*PROBLEM REQUIREMENTS*.
Copy everything from "In a cycle..." down to "of ~0.33 ns." in the forum thread on GPU cycle times and context switching, keeping every character unchanged.

*EXCERPT PROVIDED*.
In a cycle...

> Excuse me if this is a silly question, but how long is a typical cycle for a high end chip that is outlined in the original post?

At 600 MHz, which is typical for high-end GPUs, it's 1 / 600 MHz == ~1.67 ns (which includes circuit setup/hold times, so your real time to do anything is less than that).

3 GHz CPUs have cycle times of ~0.33 ns.

So the CPU can do 10-20 instructions (assuming dual-core with 2x the execution units) by the time the GPU can do ~60 in the programmable shader alone.
 
OpenGL guy said:
That would violate the DX10 spec. Say you're running a complex pixel shader that takes a million cycles per pixel... Do you really want your context switch to wait until all pixels are shaded?

I am sure it’s only because my spec is old and you have a newer one. But as far as I know Direct3D 10 requires a WDDM 1.0 driver. WDDM 1.0 requires context switches based on DMA buffers.

Finer switch levels are part of WDDM 2.0 (command/triangle) and WDDM 2.1 (immediately)

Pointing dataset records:
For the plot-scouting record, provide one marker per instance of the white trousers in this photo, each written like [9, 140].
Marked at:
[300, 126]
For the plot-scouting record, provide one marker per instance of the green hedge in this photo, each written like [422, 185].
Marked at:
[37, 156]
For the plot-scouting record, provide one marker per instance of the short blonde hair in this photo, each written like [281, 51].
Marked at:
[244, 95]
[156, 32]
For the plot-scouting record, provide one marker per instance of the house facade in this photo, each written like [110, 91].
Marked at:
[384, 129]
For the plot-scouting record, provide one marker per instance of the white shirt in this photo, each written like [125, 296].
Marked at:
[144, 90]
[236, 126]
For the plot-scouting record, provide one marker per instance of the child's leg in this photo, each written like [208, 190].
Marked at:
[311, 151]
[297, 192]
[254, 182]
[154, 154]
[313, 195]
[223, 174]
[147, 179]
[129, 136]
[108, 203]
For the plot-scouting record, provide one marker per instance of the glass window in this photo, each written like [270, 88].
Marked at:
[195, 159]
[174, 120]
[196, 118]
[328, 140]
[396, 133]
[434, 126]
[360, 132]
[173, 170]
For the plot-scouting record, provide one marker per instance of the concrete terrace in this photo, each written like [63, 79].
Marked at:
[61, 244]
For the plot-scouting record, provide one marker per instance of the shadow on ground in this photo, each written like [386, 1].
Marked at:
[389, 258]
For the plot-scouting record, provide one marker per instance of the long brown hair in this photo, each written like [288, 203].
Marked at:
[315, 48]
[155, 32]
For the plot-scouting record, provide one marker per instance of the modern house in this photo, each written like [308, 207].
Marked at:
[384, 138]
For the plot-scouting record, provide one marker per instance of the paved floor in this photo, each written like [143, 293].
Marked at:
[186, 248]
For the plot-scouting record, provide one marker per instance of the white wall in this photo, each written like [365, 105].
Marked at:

*OUTPUT*.
In a cycle...

> Excuse me if this is a silly question, but how long is a typical cycle for a high end chip that is outlined in the original post?

At 600 MHz, which is typical for high-end GPUs, it's 1 / 600 MHz == ~1.67 ns (which includes circuit setup/hold times, so your real time to do anything is less than that).

3 GHz CPUs have cycle times of ~0.33 ns.